(DATA UNDER STUDY Opens)
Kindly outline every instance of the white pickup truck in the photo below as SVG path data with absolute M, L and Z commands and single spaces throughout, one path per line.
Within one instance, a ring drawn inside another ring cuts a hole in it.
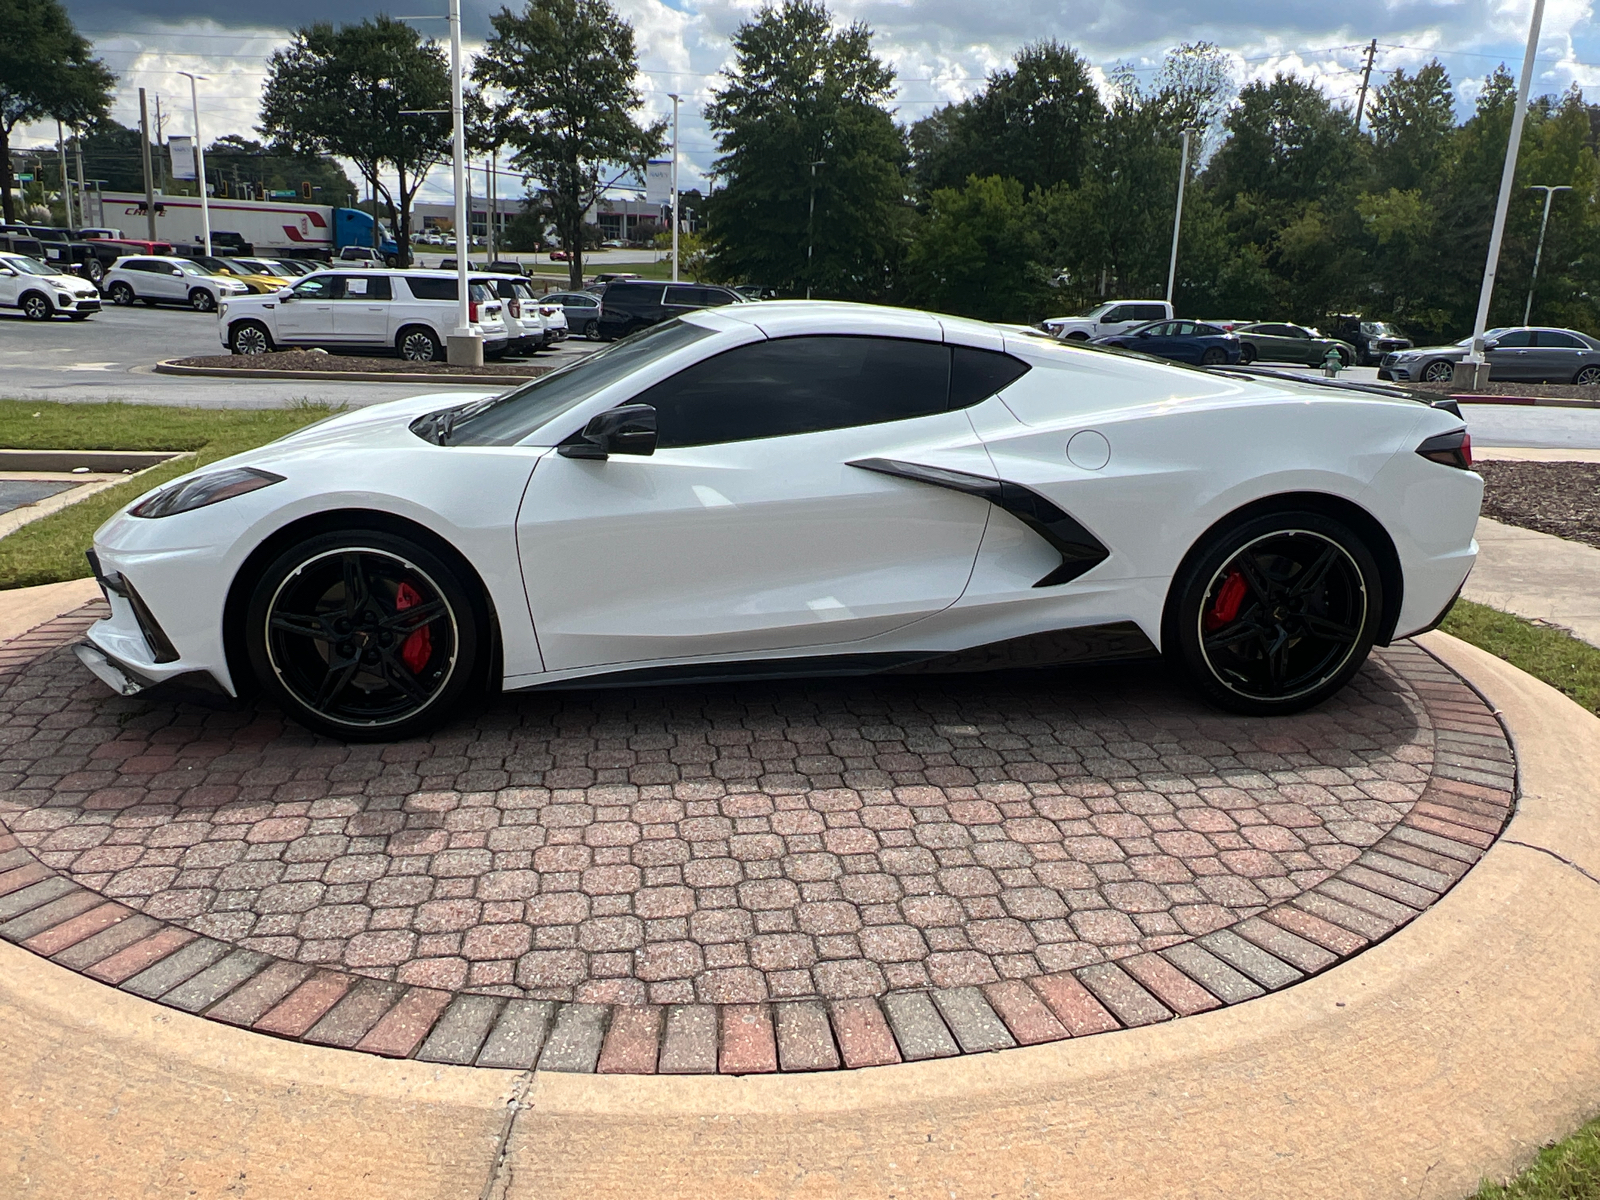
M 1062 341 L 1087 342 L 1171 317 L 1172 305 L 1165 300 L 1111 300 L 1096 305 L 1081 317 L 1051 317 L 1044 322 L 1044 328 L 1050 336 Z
(DATA UNDER STUDY Closes)
(DATA UNDER STUDY Opens)
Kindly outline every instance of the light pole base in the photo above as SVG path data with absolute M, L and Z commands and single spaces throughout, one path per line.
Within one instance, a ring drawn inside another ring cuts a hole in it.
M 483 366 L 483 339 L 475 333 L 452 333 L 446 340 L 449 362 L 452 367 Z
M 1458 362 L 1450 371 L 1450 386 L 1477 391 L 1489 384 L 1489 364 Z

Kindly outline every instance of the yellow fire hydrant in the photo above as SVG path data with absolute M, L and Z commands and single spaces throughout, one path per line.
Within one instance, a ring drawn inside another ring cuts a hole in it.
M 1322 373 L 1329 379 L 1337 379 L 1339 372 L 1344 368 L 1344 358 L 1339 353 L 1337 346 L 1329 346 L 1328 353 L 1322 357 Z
(DATA UNDER STUDY Closes)
WHAT IS EXPECTED:
Show all lines from the entries that hold "above".

EXPECTED ANSWER:
Kindly outline every instance of the light pole base in the photo above as SVG path data with absolute M, L and Z commands and single spaces throughout, one path per line.
Kindly outline every instance of the yellow fire hydrant in the photo above as SVG path data with absolute M, L and Z commands and single spaces throughout, one path per line.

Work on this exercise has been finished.